◆ **Data listing**:
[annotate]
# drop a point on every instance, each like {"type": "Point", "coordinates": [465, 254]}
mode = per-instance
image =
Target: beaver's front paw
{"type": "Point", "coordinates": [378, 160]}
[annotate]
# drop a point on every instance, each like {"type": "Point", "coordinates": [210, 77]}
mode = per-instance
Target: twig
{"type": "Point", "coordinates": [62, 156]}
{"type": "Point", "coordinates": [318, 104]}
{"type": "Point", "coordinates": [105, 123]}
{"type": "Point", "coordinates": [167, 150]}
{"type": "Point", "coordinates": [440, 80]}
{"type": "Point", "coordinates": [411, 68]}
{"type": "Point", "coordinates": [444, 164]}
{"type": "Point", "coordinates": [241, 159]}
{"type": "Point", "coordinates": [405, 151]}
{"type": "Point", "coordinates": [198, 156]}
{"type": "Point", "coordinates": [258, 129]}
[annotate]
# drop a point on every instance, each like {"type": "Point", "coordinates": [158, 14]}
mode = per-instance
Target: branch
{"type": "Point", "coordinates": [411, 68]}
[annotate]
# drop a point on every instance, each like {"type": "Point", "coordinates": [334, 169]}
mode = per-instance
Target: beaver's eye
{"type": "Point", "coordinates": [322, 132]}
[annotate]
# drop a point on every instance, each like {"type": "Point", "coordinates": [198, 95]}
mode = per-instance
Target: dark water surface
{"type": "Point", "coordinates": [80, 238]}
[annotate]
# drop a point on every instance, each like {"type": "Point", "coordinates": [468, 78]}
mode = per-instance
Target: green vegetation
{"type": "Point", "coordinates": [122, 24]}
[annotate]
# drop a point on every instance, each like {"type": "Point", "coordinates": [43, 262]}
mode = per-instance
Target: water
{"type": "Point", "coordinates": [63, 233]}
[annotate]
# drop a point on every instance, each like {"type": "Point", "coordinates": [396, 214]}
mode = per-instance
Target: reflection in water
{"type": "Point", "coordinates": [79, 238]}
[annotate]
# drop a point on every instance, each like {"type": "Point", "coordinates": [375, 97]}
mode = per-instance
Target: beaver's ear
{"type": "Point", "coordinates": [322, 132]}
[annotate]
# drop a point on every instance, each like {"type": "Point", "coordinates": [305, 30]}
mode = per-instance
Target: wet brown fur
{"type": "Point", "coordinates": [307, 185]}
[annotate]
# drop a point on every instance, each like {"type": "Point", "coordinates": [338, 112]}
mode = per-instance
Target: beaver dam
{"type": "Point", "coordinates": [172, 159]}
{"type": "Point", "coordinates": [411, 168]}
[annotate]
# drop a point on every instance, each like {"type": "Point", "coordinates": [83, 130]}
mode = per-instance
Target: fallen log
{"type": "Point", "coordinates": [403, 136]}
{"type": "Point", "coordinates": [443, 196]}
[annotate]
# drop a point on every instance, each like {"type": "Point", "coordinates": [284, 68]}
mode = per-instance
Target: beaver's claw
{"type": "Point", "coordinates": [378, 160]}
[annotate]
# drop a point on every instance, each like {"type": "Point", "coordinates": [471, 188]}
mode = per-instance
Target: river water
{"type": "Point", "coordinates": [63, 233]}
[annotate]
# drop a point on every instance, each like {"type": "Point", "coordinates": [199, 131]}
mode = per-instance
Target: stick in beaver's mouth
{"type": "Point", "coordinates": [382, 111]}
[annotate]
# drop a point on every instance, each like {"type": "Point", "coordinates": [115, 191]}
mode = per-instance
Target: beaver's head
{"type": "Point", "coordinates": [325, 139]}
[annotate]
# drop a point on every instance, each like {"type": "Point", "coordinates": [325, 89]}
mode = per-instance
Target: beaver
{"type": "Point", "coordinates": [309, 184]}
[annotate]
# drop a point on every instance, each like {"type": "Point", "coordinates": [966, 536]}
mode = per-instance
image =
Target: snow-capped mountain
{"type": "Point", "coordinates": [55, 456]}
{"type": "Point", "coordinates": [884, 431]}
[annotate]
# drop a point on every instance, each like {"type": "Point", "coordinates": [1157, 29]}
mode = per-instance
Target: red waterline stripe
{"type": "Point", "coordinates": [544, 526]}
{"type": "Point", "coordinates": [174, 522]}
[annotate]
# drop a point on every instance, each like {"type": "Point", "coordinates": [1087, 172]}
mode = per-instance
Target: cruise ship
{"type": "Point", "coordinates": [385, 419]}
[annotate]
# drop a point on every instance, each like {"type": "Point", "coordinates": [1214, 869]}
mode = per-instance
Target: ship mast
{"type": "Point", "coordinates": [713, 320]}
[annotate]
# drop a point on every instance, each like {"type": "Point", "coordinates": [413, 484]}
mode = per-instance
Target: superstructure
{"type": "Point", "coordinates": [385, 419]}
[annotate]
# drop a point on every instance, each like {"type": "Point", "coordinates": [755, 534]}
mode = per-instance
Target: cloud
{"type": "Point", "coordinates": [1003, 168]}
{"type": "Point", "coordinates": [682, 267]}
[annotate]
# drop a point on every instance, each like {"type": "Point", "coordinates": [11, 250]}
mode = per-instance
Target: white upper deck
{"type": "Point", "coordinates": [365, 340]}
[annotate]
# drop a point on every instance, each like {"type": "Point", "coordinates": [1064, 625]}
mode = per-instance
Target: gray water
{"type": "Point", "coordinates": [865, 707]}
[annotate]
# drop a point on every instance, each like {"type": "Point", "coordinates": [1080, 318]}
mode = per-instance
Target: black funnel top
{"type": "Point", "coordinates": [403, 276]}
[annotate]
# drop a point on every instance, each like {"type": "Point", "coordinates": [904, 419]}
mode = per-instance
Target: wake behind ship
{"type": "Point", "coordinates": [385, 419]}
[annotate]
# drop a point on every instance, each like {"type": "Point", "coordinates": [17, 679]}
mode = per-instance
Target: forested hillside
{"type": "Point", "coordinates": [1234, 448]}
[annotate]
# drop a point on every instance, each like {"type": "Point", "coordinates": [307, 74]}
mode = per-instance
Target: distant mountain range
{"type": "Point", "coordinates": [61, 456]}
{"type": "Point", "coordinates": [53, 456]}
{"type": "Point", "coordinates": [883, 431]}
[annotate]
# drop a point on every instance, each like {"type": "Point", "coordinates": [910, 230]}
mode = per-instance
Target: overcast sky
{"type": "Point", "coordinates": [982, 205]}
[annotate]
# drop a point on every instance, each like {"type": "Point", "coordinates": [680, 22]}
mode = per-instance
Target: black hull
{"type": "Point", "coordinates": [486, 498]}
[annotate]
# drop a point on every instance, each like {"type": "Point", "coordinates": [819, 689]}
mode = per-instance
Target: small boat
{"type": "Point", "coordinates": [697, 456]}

◆ **What the exercise asks**:
Write out the full listing, keeping every line exactly as it is.

◆ **Task output**:
[annotate]
# drop a point on every instance, each like {"type": "Point", "coordinates": [465, 254]}
mode = per-instance
image =
Target: beaver's front paw
{"type": "Point", "coordinates": [378, 160]}
[annotate]
# drop a point on every instance, each like {"type": "Point", "coordinates": [210, 77]}
mode = per-instance
Target: twig
{"type": "Point", "coordinates": [62, 156]}
{"type": "Point", "coordinates": [318, 104]}
{"type": "Point", "coordinates": [105, 123]}
{"type": "Point", "coordinates": [167, 150]}
{"type": "Point", "coordinates": [440, 80]}
{"type": "Point", "coordinates": [411, 68]}
{"type": "Point", "coordinates": [444, 164]}
{"type": "Point", "coordinates": [241, 159]}
{"type": "Point", "coordinates": [405, 151]}
{"type": "Point", "coordinates": [198, 156]}
{"type": "Point", "coordinates": [258, 129]}
[annotate]
# drop a point on every instance, each like {"type": "Point", "coordinates": [158, 14]}
mode = per-instance
Target: branch
{"type": "Point", "coordinates": [411, 68]}
[annotate]
# drop a point on every instance, each like {"type": "Point", "coordinates": [334, 169]}
mode = per-instance
Target: beaver's eye
{"type": "Point", "coordinates": [322, 132]}
[annotate]
# drop a point on every instance, each like {"type": "Point", "coordinates": [198, 95]}
mode = per-instance
Target: dark water surface
{"type": "Point", "coordinates": [80, 238]}
[annotate]
# drop a point on every instance, each like {"type": "Point", "coordinates": [468, 78]}
mode = per-instance
Target: green vegetation
{"type": "Point", "coordinates": [122, 24]}
[annotate]
# drop a point on every instance, each like {"type": "Point", "coordinates": [43, 262]}
mode = per-instance
Target: water
{"type": "Point", "coordinates": [63, 233]}
[annotate]
# drop a point on every instance, each like {"type": "Point", "coordinates": [396, 214]}
mode = per-instance
Target: reflection in water
{"type": "Point", "coordinates": [79, 238]}
[annotate]
# drop a point on every instance, each like {"type": "Point", "coordinates": [375, 97]}
mode = per-instance
Target: beaver's ear
{"type": "Point", "coordinates": [322, 132]}
[annotate]
# drop a point on every instance, each like {"type": "Point", "coordinates": [305, 30]}
mode = per-instance
Target: wet brown fur
{"type": "Point", "coordinates": [307, 185]}
[annotate]
# drop a point on every instance, each like {"type": "Point", "coordinates": [338, 112]}
mode = per-instance
Target: beaver dam
{"type": "Point", "coordinates": [172, 159]}
{"type": "Point", "coordinates": [411, 168]}
[annotate]
# drop a point on every instance, each like {"type": "Point", "coordinates": [83, 130]}
mode = per-instance
Target: fallen log
{"type": "Point", "coordinates": [403, 136]}
{"type": "Point", "coordinates": [443, 196]}
[annotate]
# drop a point on every instance, each like {"type": "Point", "coordinates": [284, 68]}
mode = per-instance
Target: beaver's claw
{"type": "Point", "coordinates": [378, 160]}
[annotate]
# drop a point on every instance, each like {"type": "Point", "coordinates": [471, 188]}
mode = per-instance
Target: river water
{"type": "Point", "coordinates": [63, 233]}
[annotate]
# drop a point on every instance, each like {"type": "Point", "coordinates": [199, 131]}
mode = per-instance
Target: stick in beaver's mouth
{"type": "Point", "coordinates": [382, 111]}
[annotate]
# drop a point on every instance, each like {"type": "Point", "coordinates": [115, 191]}
mode = per-instance
Target: beaver's head
{"type": "Point", "coordinates": [325, 139]}
[annotate]
# drop a point on every instance, each like {"type": "Point", "coordinates": [325, 89]}
mode = per-instance
Target: beaver
{"type": "Point", "coordinates": [309, 184]}
[annotate]
# drop a point on every instance, each like {"type": "Point", "coordinates": [966, 536]}
mode = per-instance
image =
Target: snow-capped mountain
{"type": "Point", "coordinates": [55, 456]}
{"type": "Point", "coordinates": [884, 431]}
[annotate]
# drop a point on every instance, each like {"type": "Point", "coordinates": [1157, 29]}
mode = per-instance
Target: red waterline stripe
{"type": "Point", "coordinates": [544, 526]}
{"type": "Point", "coordinates": [174, 522]}
[annotate]
# drop a point on every instance, each like {"type": "Point", "coordinates": [1087, 172]}
mode = per-instance
Target: cruise ship
{"type": "Point", "coordinates": [385, 419]}
[annotate]
# drop a point on every instance, each like {"type": "Point", "coordinates": [1214, 869]}
mode = per-instance
Target: ship mast
{"type": "Point", "coordinates": [713, 320]}
[annotate]
# drop a point on every instance, each like {"type": "Point", "coordinates": [413, 484]}
mode = per-instance
Target: superstructure
{"type": "Point", "coordinates": [385, 419]}
[annotate]
# drop a point on every instance, each like {"type": "Point", "coordinates": [755, 534]}
mode = per-instance
Target: cloud
{"type": "Point", "coordinates": [1003, 168]}
{"type": "Point", "coordinates": [682, 267]}
[annotate]
# drop a point on every instance, each like {"type": "Point", "coordinates": [11, 250]}
mode = per-instance
Target: white upper deck
{"type": "Point", "coordinates": [365, 340]}
[annotate]
# drop a point on every instance, each like {"type": "Point", "coordinates": [1064, 625]}
mode = per-instance
Target: gray water
{"type": "Point", "coordinates": [865, 707]}
[annotate]
# drop a point on every instance, each like {"type": "Point", "coordinates": [1080, 318]}
mode = per-instance
Target: black funnel top
{"type": "Point", "coordinates": [403, 276]}
[annotate]
# drop a point on every instance, each like {"type": "Point", "coordinates": [904, 419]}
mode = per-instance
Target: wake behind ship
{"type": "Point", "coordinates": [385, 419]}
[annotate]
# drop a point on every instance, each like {"type": "Point", "coordinates": [17, 679]}
mode = per-instance
Target: forested hillside
{"type": "Point", "coordinates": [1234, 448]}
[annotate]
# drop a point on every instance, each like {"type": "Point", "coordinates": [307, 74]}
mode = per-instance
Target: distant mountain range
{"type": "Point", "coordinates": [61, 456]}
{"type": "Point", "coordinates": [53, 456]}
{"type": "Point", "coordinates": [883, 431]}
[annotate]
# drop a point on every instance, each like {"type": "Point", "coordinates": [910, 230]}
mode = per-instance
Target: overcast sky
{"type": "Point", "coordinates": [982, 205]}
[annotate]
# drop a point on every instance, each like {"type": "Point", "coordinates": [680, 22]}
mode = per-instance
Target: black hull
{"type": "Point", "coordinates": [486, 498]}
[annotate]
# drop a point on every instance, each like {"type": "Point", "coordinates": [819, 689]}
mode = per-instance
Target: small boat
{"type": "Point", "coordinates": [697, 456]}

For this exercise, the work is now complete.